Page
"""

Studio album by Body/Head
- Released: July 13, 2018
- Length: 38:44
- Label: Matador

Body/Head chronology
| No Waves (2016) | The Switch (2018) |  |

Singles from The Switch
- "You Don't Need" Released: June 5, 2018;

= The Switch (Body/Head album) =

The Switch is the second studio album by the American experimental rock duo Body/Head. It was released on July 13, 2018, under Matador Records.

Professional ratings
Aggregate scores
| Source | Rating |
| Metacritic | 75/100 |
Review scores
| Source | Rating |
| AllMusic | Star |
| Consequence of Sound | B+ |
| Exclaim! | 8/10 |
| Flood Magazine | 6/10 |
| The Guardian | Star |
| PopMatters | 7/10 |

==Critical reception==
The Switch was met with "generally favorable" reviews from critics. At Metacritic, which assigns a weighted average rating out of 100 to reviews from mainstream publications, this release received an average score of 75, based on 17 reviews. Aggregator Album of the Year gave the release a 71 out of 100 based on a critical consensus of 17 reviews.

"""

Data rows
"""

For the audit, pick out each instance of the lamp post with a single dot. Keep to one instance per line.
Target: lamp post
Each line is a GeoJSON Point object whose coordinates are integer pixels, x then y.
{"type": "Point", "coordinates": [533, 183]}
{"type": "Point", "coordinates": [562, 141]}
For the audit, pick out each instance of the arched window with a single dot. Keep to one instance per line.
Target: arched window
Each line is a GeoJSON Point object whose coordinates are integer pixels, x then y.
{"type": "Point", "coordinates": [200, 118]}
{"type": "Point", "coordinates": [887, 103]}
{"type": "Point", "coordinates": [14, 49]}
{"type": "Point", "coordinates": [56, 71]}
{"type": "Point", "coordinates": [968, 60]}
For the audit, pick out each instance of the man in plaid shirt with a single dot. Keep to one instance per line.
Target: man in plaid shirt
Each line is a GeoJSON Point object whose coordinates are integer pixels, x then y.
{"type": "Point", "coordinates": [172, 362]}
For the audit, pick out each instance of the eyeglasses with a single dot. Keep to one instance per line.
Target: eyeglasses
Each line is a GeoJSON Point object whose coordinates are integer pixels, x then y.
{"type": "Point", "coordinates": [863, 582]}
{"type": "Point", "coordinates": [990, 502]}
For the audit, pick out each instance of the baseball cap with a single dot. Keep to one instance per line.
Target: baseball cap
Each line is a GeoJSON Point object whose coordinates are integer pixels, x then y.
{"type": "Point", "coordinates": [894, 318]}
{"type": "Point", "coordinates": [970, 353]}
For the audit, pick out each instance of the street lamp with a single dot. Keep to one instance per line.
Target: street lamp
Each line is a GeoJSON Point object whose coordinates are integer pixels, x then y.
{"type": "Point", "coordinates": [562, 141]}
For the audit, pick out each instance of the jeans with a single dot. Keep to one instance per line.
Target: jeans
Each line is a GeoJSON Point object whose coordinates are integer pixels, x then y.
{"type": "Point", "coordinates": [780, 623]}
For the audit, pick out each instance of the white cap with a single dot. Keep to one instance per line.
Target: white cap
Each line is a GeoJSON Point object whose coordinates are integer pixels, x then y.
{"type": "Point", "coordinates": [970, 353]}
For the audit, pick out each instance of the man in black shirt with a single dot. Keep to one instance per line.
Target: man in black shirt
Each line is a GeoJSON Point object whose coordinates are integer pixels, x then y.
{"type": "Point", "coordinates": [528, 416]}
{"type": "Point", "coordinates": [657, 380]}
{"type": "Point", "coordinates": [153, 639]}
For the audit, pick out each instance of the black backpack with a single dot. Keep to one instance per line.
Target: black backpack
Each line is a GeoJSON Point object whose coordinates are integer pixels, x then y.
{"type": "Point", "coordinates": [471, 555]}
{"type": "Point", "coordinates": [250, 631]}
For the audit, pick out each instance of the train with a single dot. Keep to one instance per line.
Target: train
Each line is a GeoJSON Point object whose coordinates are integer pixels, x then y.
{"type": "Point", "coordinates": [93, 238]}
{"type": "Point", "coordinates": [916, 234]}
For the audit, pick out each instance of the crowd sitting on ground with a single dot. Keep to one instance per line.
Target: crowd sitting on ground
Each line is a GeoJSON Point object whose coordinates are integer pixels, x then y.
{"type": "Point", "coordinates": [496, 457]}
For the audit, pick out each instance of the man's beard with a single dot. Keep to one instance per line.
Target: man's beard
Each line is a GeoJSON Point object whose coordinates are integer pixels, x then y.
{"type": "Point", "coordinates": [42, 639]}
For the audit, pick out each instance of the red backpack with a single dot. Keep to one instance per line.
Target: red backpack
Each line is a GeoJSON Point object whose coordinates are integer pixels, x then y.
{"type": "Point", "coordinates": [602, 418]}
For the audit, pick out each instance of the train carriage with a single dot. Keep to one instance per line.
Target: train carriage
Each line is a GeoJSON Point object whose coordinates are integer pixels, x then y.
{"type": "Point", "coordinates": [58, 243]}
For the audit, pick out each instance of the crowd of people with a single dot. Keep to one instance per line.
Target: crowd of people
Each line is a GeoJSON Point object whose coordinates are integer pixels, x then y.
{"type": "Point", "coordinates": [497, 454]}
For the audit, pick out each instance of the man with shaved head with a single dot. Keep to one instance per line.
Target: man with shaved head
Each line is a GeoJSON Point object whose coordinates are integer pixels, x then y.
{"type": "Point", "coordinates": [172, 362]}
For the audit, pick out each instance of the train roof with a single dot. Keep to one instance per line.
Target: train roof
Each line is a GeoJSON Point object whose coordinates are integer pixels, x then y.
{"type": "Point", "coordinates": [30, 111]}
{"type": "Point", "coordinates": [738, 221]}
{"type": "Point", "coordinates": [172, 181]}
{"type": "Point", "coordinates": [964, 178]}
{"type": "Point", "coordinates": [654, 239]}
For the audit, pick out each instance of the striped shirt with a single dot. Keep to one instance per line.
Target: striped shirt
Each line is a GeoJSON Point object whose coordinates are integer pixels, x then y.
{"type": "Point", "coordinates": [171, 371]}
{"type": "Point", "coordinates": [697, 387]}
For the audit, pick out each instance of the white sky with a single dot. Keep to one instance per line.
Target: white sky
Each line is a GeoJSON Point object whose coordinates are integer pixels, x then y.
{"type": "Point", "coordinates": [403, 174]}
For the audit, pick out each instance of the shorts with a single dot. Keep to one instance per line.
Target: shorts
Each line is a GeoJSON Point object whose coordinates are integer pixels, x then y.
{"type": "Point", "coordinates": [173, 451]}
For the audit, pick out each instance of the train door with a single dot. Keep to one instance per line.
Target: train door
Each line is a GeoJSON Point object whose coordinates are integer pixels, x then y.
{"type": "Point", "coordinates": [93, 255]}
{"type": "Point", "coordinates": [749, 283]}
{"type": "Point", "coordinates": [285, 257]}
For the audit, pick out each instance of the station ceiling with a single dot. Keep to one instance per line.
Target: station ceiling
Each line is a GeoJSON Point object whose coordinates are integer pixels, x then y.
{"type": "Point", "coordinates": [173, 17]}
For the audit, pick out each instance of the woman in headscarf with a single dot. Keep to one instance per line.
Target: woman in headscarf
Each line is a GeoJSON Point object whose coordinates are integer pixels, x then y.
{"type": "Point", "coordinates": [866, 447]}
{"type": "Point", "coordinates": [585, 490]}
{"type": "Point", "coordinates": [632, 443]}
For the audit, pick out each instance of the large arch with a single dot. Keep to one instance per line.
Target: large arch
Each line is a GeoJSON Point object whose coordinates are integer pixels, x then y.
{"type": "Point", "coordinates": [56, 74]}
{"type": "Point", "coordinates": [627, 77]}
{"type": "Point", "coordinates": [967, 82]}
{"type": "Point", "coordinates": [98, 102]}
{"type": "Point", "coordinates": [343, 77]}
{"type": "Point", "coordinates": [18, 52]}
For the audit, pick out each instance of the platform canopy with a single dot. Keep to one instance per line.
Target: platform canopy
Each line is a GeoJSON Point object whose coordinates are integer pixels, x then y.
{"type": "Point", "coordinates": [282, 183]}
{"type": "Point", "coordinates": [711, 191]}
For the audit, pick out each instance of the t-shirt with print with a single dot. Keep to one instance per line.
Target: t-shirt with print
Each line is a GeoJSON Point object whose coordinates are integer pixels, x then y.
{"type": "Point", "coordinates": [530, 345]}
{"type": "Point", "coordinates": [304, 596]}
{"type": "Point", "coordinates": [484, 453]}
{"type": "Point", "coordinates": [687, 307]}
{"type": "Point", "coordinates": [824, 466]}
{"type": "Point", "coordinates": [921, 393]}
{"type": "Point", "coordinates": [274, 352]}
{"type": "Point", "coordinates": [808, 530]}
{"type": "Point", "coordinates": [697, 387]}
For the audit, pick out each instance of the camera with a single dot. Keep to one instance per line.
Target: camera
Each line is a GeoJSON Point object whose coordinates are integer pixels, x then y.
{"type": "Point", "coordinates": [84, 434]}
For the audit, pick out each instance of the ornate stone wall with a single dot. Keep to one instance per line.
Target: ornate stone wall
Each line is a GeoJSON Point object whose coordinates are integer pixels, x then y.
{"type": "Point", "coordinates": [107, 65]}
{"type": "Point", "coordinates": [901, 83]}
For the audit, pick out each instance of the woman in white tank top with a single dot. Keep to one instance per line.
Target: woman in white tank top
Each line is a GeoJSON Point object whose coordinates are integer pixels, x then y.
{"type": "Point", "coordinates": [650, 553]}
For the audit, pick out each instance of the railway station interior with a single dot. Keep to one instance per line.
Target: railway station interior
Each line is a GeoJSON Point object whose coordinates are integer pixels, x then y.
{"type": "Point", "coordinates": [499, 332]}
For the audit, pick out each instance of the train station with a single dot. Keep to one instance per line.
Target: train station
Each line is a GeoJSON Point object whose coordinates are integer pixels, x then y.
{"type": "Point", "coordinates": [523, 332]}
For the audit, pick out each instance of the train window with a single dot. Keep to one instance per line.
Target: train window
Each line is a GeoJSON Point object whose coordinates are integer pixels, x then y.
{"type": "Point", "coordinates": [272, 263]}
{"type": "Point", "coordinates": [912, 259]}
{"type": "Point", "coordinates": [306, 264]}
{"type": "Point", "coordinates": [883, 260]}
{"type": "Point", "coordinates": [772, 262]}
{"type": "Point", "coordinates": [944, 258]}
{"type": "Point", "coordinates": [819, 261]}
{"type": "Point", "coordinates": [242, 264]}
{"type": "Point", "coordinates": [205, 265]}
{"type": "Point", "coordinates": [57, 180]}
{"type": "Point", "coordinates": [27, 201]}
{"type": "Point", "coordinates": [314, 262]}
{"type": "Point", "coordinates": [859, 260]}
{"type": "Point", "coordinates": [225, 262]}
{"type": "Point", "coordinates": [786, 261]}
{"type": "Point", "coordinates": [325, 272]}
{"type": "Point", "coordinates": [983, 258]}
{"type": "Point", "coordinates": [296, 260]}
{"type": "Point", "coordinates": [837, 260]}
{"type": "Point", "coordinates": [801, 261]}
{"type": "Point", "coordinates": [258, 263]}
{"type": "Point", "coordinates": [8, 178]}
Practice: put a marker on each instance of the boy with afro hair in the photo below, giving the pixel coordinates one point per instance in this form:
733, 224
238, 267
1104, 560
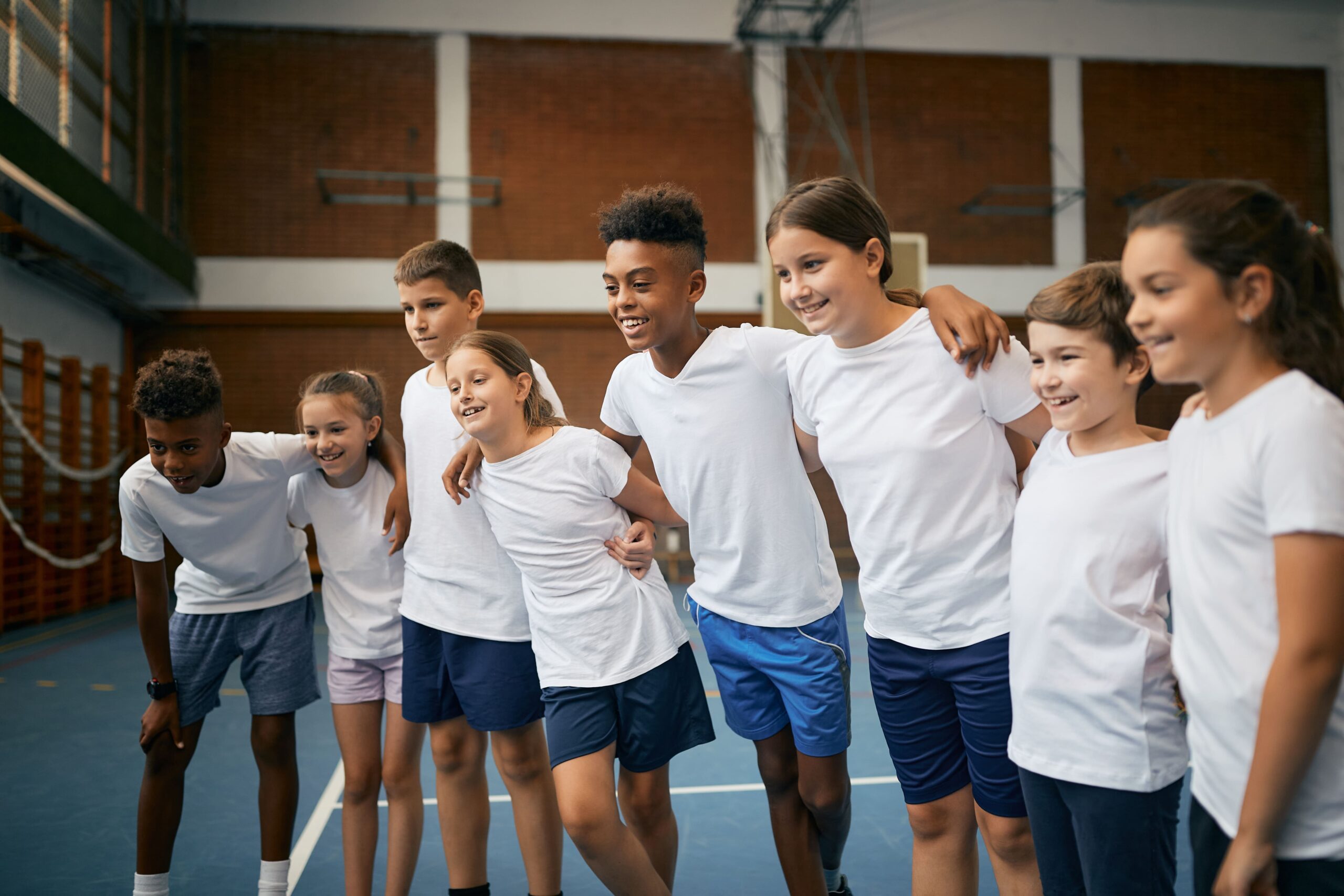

"""

To be done
[A] According to the album article, which record label released The Switch?
[B] Using the album article, explain how The Switch came to have a Metacritic score of 75.

Solutions to the tasks
[A] Matador Records.

[B] Metacritic assigns a weighted average rating out of 100 to reviews from mainstream publications. For The Switch, that average came to 75, based on 17 reviews.